Five members of the United Blood Nation (UBN or Bloods) street gang were sentenced in Charlotte, North Carolina, after standing trial on federal Racketeer Influenced and Corrupt Organizations (RICO) conspiracy and other charges. These defendants’ sentences are the culmination of a prosecution that charged 83 UBN gang members in the Western District of North Carolina with RICO conspiracy and other crimes.
U.S. District Judge Frank D. Whitney sentenced three defendants to terms of life imprisonment. A jury previously convicted those defendants, Dricko Dashon Huskey, aka Drizzy, 28, of Shelby, North Carolina, Renaire Roshique Lewis Jr., aka Banz, 26, of Shelby, North Carolina, and Jonathan Wray, aka Jon Jon/Yungin, 29, of Lawndale, North Carolina, of racketeering conspiracy, finding that each defendant personally committed murder. The jury also convicted Lewis of murder in aid of racketeering, attempted murder in aid of racketeering, attempted Hobbs Act robbery, and two counts of discharging a firearm during and in relation to a crime of violence, one of which resulted in death.
Judge Whitney also sentenced Alandus Montrell Smith, aka Kadafia, 30, of Shelby, North Carolina, and Bradley Beauchamp, aka Bizzie, 32, of Fort Lauderdale, Florida. Smith was sentenced to 25 years of imprisonment followed by three years of supervised release based on his jury convictions for RICO conspiracy, possession with intent to distribute methamphetamine and marijuana, possession of a firearm in furtherance of a drug trafficking crime, and possession of a firearm by a convicted felon. Beauchamp was sentenced to more than 11 years in prison followed by two years of supervised release based on his convictions during a bench trial for RICO conspiracy and wire fraud conspiracy.

(Dataset excerpt)
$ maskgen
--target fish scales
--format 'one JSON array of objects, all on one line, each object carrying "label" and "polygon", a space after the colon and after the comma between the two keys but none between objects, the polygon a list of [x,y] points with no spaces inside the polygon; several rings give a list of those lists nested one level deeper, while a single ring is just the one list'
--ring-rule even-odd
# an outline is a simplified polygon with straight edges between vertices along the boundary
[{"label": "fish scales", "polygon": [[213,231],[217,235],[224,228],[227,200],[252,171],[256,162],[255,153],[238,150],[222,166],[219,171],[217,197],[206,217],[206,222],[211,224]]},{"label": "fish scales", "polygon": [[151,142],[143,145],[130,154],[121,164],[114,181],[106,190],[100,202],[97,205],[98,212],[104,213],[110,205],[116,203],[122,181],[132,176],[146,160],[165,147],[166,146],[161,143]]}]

- [YOUR GOAL] Reproduce word for word the section of the gang sentencing report starting with "U.S. District Judge" and going on through "resulted in death.".

- [OUTPUT OF THE TASK]
U.S. District Judge Frank D. Whitney sentenced three defendants to terms of life imprisonment. A jury previously convicted those defendants, Dricko Dashon Huskey, aka Drizzy, 28, of Shelby, North Carolina, Renaire Roshique Lewis Jr., aka Banz, 26, of Shelby, North Carolina, and Jonathan Wray, aka Jon Jon/Yungin, 29, of Lawndale, North Carolina, of racketeering conspiracy, finding that each defendant personally committed murder. The jury also convicted Lewis of murder in aid of racketeering, attempted murder in aid of racketeering, attempted Hobbs Act robbery, and two counts of discharging a firearm during and in relation to a crime of violence, one of which resulted in death.